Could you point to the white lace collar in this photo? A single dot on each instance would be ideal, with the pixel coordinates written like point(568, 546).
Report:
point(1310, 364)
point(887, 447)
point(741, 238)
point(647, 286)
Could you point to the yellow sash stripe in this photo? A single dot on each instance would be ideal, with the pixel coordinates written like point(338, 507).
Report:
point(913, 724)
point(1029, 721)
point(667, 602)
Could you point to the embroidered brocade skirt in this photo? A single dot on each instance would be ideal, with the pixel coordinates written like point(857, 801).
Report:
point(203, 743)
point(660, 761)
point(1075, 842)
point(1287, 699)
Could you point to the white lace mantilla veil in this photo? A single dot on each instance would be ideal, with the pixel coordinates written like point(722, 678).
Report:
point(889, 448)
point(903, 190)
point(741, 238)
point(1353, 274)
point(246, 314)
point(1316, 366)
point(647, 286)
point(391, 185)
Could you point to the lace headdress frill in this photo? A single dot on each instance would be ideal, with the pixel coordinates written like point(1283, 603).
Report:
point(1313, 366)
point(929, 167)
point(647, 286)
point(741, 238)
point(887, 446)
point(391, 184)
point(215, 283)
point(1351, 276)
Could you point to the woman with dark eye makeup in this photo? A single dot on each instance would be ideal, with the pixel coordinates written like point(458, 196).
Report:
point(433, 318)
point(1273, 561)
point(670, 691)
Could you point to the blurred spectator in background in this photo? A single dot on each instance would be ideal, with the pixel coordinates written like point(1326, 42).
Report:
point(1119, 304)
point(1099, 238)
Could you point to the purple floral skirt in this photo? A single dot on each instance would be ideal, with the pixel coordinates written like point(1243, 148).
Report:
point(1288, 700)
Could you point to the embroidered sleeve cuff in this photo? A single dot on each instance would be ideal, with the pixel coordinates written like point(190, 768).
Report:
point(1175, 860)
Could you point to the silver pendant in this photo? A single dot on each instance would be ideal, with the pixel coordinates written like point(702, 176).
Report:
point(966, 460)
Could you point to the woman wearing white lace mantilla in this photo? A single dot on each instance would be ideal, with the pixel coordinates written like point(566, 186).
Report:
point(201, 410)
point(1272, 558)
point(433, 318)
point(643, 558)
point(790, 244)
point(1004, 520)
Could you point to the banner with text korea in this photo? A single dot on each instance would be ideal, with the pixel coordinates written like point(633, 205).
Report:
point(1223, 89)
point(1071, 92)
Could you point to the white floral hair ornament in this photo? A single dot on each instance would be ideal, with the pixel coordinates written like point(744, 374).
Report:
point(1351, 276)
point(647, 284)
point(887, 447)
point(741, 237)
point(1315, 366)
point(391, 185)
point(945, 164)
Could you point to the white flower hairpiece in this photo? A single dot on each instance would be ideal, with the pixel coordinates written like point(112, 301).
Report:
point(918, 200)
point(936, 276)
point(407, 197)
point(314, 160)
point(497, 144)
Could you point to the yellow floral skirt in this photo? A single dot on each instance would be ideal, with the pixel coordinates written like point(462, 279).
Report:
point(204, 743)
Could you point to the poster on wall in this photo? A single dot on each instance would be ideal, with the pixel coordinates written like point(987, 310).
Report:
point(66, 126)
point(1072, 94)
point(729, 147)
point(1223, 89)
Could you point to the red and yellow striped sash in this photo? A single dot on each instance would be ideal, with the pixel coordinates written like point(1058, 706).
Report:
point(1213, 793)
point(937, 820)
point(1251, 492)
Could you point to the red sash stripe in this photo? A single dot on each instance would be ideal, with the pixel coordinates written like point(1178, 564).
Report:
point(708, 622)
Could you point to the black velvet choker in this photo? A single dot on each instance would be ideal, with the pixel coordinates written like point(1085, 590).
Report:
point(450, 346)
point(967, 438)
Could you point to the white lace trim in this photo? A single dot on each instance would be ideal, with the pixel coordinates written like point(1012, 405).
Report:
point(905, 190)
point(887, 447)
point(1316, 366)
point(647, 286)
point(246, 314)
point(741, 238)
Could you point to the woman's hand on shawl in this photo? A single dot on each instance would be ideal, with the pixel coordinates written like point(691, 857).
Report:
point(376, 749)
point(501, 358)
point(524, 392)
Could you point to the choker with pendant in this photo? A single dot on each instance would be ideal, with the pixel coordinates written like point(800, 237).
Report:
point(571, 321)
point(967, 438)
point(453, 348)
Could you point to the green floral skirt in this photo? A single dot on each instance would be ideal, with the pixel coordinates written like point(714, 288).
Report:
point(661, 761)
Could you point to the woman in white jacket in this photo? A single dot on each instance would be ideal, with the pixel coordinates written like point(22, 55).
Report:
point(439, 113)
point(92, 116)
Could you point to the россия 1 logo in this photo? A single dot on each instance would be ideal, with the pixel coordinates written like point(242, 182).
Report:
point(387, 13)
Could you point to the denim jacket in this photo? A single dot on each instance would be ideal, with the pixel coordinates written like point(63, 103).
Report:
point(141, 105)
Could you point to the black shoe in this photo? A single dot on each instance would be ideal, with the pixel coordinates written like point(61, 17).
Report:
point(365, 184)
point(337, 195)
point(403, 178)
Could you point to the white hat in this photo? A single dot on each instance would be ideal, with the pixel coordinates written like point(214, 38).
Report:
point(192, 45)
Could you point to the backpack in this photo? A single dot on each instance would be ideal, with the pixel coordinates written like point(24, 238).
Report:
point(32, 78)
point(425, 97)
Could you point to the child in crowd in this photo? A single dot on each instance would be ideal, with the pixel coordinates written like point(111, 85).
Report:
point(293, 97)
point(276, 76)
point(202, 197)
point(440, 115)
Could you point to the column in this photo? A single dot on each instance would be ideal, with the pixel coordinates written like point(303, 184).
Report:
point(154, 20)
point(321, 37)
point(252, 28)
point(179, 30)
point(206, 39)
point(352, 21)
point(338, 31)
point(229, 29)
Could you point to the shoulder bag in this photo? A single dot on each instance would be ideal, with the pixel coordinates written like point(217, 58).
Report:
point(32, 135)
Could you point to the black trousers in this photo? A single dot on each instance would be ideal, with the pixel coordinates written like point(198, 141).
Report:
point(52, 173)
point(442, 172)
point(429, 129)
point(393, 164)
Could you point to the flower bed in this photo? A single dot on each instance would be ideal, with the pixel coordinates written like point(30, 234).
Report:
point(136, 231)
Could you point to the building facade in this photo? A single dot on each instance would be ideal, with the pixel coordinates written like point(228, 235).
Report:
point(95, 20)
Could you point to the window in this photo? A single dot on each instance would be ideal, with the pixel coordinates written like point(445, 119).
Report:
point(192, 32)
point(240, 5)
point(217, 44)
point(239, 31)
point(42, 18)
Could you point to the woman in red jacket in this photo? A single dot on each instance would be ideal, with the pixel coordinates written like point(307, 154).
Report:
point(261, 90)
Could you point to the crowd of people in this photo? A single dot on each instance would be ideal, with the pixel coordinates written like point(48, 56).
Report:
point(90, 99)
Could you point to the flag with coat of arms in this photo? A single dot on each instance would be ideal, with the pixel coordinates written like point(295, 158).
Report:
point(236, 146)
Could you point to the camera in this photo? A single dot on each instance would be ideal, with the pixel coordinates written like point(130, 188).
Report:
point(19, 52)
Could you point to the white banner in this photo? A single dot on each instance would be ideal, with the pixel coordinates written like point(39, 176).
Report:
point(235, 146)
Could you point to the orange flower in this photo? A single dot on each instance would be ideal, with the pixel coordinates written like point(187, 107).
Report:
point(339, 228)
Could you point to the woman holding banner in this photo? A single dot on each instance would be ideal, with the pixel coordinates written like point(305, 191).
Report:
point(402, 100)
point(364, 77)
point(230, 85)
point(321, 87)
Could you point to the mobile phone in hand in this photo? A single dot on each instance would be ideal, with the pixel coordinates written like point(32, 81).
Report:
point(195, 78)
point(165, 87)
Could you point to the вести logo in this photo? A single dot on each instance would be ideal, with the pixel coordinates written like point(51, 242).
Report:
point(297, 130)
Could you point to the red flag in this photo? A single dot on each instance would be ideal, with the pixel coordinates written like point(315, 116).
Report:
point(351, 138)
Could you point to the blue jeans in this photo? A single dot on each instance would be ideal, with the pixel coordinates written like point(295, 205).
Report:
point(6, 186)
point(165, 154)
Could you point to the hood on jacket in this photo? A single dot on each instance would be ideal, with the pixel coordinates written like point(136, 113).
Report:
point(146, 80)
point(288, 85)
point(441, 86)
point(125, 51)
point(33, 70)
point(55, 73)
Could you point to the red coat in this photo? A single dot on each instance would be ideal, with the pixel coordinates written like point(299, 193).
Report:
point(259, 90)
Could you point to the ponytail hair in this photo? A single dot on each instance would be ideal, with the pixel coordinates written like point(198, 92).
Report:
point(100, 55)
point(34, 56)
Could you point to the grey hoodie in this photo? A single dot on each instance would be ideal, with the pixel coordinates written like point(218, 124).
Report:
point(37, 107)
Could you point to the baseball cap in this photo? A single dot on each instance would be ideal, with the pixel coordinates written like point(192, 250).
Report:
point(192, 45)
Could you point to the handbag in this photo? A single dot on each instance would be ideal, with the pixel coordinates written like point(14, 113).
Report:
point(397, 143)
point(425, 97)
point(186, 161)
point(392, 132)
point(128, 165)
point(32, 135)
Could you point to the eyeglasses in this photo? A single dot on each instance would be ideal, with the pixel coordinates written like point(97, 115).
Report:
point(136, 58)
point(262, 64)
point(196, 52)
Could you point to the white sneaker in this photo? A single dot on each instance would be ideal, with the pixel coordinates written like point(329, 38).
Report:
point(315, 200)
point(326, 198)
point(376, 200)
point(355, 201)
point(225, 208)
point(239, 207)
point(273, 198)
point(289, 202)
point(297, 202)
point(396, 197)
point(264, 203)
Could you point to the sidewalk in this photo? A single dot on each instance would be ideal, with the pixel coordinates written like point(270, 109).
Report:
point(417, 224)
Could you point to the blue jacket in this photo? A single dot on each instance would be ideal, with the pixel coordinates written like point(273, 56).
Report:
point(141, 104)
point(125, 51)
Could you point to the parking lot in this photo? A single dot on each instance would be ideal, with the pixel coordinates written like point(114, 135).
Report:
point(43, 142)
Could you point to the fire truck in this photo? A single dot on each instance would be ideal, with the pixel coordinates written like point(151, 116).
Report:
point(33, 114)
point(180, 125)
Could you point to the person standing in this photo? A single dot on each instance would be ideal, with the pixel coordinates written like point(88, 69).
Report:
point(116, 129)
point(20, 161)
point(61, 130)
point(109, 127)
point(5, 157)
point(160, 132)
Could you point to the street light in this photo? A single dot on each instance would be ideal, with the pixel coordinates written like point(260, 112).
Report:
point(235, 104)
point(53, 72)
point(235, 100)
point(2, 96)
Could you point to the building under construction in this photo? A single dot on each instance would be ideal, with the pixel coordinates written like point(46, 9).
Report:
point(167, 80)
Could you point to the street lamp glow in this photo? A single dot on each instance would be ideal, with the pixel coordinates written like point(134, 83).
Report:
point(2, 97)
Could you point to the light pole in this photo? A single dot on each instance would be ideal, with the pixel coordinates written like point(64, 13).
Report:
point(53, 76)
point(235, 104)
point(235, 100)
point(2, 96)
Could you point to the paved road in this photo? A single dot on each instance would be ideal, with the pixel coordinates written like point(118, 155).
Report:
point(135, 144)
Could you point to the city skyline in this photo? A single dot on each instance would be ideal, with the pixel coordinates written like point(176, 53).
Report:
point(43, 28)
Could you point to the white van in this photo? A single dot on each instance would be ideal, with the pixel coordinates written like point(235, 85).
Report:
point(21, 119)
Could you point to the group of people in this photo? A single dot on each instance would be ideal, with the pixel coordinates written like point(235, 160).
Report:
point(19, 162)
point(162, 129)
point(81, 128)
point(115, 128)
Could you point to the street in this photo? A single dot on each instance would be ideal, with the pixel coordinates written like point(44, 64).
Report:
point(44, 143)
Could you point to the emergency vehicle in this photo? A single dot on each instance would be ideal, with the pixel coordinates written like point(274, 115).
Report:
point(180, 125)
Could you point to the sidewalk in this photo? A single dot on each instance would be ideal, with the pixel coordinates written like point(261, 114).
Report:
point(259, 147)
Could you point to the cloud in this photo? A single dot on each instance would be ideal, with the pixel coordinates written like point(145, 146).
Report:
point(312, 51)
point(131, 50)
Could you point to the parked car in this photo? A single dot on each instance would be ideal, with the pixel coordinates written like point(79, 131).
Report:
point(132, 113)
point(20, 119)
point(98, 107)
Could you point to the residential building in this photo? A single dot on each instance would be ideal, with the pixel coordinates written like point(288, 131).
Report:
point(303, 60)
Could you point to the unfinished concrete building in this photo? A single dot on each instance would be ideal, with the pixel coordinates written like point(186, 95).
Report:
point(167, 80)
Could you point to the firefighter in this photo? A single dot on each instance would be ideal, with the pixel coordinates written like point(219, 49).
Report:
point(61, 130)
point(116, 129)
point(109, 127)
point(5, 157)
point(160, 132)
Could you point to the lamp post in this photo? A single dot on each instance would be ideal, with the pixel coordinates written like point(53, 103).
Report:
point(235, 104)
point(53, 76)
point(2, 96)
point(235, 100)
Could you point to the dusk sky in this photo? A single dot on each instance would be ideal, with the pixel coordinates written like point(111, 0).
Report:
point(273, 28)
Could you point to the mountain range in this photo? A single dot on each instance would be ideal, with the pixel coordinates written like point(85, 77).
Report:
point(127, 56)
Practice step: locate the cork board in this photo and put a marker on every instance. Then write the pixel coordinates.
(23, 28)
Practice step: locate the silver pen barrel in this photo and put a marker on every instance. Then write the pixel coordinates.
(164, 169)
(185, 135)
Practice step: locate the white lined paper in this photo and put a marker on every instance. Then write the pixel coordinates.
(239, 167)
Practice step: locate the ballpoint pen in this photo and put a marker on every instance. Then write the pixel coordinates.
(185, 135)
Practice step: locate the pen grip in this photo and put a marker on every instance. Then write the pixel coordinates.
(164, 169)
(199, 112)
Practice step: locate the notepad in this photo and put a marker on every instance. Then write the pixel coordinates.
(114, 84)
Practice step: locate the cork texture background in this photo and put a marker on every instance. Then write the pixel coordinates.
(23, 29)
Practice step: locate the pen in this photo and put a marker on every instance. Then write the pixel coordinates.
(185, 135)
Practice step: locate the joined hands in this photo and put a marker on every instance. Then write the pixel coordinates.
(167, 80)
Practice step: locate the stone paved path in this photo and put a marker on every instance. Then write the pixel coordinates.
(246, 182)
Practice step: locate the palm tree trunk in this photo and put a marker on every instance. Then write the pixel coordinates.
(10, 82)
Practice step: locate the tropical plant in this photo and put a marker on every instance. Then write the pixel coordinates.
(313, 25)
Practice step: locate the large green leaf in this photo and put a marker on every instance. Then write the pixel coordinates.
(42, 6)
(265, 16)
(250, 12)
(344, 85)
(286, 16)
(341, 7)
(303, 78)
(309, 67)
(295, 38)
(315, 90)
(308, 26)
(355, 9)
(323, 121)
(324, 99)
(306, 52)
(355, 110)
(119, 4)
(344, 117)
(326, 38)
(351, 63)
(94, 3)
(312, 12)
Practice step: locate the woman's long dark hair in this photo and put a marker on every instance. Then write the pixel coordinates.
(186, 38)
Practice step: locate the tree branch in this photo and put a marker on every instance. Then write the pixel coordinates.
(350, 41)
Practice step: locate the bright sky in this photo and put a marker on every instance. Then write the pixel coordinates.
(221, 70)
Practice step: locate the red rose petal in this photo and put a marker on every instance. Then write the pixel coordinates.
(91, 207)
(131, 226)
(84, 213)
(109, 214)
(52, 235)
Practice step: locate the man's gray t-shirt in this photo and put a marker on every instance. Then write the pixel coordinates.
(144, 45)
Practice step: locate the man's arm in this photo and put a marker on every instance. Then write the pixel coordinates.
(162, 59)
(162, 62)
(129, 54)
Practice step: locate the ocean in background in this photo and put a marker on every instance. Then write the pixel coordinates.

------------------------------------------------------------------------

> _WHAT TO DO_:
Establish how many lines of the data above contain "light". State that number and no more.

> _SOLUTION_:
2